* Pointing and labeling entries
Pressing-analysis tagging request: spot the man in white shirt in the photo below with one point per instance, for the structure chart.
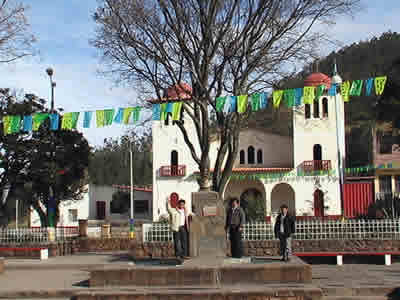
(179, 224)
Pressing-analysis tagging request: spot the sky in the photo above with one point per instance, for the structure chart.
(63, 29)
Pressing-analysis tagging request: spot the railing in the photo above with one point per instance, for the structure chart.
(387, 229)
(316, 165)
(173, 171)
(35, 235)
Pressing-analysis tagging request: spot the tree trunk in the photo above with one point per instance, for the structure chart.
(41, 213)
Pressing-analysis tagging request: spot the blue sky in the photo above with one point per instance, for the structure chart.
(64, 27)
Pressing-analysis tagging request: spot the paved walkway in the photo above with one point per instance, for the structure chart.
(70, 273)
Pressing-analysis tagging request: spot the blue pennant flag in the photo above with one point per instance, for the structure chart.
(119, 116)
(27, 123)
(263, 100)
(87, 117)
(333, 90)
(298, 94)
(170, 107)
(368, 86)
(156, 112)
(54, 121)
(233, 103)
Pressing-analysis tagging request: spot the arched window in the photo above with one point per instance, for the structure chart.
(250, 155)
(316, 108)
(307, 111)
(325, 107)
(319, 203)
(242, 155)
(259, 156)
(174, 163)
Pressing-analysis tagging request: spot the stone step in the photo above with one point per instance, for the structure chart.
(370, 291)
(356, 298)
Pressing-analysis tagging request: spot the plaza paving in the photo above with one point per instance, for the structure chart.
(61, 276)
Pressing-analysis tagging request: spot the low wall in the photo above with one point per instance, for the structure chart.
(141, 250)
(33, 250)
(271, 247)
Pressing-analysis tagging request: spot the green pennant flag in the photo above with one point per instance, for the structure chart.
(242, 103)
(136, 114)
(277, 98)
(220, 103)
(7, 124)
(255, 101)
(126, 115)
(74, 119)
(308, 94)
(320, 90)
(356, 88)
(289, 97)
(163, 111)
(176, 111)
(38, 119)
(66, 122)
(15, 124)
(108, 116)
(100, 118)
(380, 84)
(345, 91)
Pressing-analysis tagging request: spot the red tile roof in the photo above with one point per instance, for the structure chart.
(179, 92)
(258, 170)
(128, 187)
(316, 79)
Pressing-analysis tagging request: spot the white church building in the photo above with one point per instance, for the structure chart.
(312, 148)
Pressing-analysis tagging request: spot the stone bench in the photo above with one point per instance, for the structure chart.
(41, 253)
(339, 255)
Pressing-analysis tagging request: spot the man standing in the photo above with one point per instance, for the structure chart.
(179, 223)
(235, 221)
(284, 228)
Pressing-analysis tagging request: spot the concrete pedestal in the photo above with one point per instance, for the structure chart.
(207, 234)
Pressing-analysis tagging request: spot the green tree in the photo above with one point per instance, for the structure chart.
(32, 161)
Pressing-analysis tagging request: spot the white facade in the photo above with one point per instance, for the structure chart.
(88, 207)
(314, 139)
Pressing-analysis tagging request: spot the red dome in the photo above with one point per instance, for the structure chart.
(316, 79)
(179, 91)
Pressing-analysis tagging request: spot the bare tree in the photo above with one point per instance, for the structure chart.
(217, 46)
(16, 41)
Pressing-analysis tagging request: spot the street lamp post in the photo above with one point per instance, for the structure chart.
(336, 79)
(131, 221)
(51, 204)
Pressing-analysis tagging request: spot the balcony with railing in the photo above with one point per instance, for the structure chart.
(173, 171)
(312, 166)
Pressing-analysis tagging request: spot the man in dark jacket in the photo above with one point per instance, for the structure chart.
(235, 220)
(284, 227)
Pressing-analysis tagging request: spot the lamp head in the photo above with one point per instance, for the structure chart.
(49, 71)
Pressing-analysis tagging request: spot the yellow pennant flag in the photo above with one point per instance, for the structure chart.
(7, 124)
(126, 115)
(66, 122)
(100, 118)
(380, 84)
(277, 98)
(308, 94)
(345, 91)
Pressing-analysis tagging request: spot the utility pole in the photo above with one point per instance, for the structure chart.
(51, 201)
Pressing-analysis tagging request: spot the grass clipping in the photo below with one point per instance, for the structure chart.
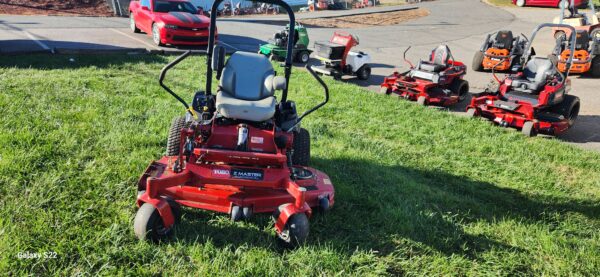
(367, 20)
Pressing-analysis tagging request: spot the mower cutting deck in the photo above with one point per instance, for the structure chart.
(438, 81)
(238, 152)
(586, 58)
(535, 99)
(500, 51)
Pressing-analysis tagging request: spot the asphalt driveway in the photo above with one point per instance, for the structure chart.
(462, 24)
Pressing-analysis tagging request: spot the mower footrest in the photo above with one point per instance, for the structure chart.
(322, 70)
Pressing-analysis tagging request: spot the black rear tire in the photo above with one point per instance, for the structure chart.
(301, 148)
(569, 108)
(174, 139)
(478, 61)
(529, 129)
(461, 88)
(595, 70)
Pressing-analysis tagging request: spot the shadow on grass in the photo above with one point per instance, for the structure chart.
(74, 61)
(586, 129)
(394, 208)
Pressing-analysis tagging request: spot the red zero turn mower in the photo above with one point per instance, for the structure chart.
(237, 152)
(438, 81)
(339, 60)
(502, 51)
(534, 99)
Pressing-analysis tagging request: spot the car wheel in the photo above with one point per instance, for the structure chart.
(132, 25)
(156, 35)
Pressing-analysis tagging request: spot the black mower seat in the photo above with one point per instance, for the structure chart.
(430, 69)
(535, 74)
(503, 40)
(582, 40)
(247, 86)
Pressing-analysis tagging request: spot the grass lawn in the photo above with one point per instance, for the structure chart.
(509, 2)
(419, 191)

* WORK TO COMPLETE
With pictures left out, repeat exactly the lines from the line bearing "Pressing-analysis tagging request: spot the grass clipping" through the final line of the records above.

* SOLUTION FOR THIS TASK
Pressing-analysis tagging request: spot the grass clipping in the photo below with one point per instance, for the structure chart.
(367, 20)
Pressing-analysis tagging request: spot the mower cutting deck in the photo above with one point per instance, for the structure chart.
(438, 81)
(238, 152)
(586, 58)
(535, 99)
(500, 51)
Pressing-analysis tagging request: spot the asphalt driveway in the photo above with one point per instance, for the structure chart.
(462, 24)
Pressing-analysis tagging request: spot the mower footrest in the photo above with one point per instance, for the structure chart.
(322, 70)
Pressing-analysis tagging request: spot the black rear tire in the photo above with one point per instance, for the structure chart.
(301, 148)
(569, 108)
(174, 139)
(478, 61)
(529, 129)
(461, 88)
(595, 70)
Pressing-analysis tagging request: spot the shadow on grass in the photo above with one point per instance, for the structure chart.
(74, 61)
(586, 129)
(394, 208)
Pressing-analysis tagging request: spot the red zero turn mower in the photo above with one point per instance, for the structure chart.
(237, 152)
(438, 81)
(339, 60)
(502, 51)
(534, 99)
Pressing-analysis tagging request: spot the car wheel in the photo above with one point per instance, for the structure chart.
(132, 25)
(156, 35)
Pressing-analysis tagging request: spot the black mower seat in the photo above with one point per instance, for the structure chart.
(430, 69)
(535, 74)
(503, 40)
(582, 40)
(247, 86)
Pressing-analysis tagging request: spot the grass lawn in the photo above with one point per instance, for the structure chart.
(509, 2)
(419, 191)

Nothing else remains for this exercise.